The target is the federal program officially known as Secure Rural Schools, but more commonly referred to as county payments.
The program, which dates back more than a decade, sends hundreds of millions of dollars annually from the coffers in Washington, D.C., to counties with public lands — and in particular forested land — within their borders.
The basic idea is to make up for some of the money these counties used to receive from the sale of timber logged on federal forests. That source of revenue has plummeted since the early 1990s, when the amount of logging on federal land dropped dramatically.
The federal government wants counties to repay $17.9 million. Of that, $3.6 would come from Oregon counties, and an estimated $40,000 from Baker County.
U.S. Rep. Doc Hastings, a Republican from Washington state, called the idea an “obvious attempt” to make the sequester seem to the public as harmful as possible.
We don’t go in much for conspiracy theories, but the congressman’s allegation is hardly farfetched.
Notwithstanding the heavy-handed nature of the government’s gesture, asking counties to repay the money doesn’t make sense in relation to the sequester. That’s because the payments are based on 2012 revenues, which supposedly makes them exempt to the across-the-board cuts that started in early March after President Obama and Congress failed to make a deal on the budget.
(“Cuts” in this case being something of a misnomer, by the way, since in many cases — defense being one major exception — they don’t mean the government is spending less money than last year, but rather increasing spending by a smaller amount than was planned.)
Many other lawmakers have joined Hastings in criticizing federal officials for trying to pilfer county coffers, among them Oregon’s senators, Ron Wyden and Jeff Merkley, and Rep. Greg Walden, whose district includes Baker County.
Given the widespread disgust among legislators, we think it’s likely that counties, in the end, will still get the money.
Even so, this episode will forever remain an appalling example of how the federal government, though its expertise in spending tax dollars is formidable indeed, seems incapable of tempering its profligacy with anything resembling sober thought.
There’s nothing reasonable about implying, as the feds have done in this matter, that somehow Baker County is partially responsible for the budget woes in Washington, D.C.

EXERCISE DETAILS - From the piece on county payments, quote word for word the passage that begins with the words containing "Notwithstanding the heavy-handed" and ends with "includes Baker County.".

RECORDED DATA -
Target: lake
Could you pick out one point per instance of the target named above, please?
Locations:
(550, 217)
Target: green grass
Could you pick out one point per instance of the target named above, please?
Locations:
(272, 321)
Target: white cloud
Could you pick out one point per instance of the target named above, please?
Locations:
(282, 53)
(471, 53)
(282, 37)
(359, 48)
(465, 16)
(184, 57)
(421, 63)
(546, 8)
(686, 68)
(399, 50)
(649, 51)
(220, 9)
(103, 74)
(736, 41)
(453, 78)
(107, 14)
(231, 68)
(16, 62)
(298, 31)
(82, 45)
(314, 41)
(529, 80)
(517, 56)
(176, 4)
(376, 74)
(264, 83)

RESPONSE FOR THIS EXERCISE -
Notwithstanding the heavy-handed nature of the government’s gesture, asking counties to repay the money doesn’t make sense in relation to the sequester. That’s because the payments are based on 2012 revenues, which supposedly makes them exempt to the across-the-board cuts that started in early March after President Obama and Congress failed to make a deal on the budget.
(“Cuts” in this case being something of a misnomer, by the way, since in many cases — defense being one major exception — they don’t mean the government is spending less money than last year, but rather increasing spending by a smaller amount than was planned.)
Many other lawmakers have joined Hastings in criticizing federal officials for trying to pilfer county coffers, among them Oregon’s senators, Ron Wyden and Jeff Merkley, and Rep. Greg Walden, whose district includes Baker County.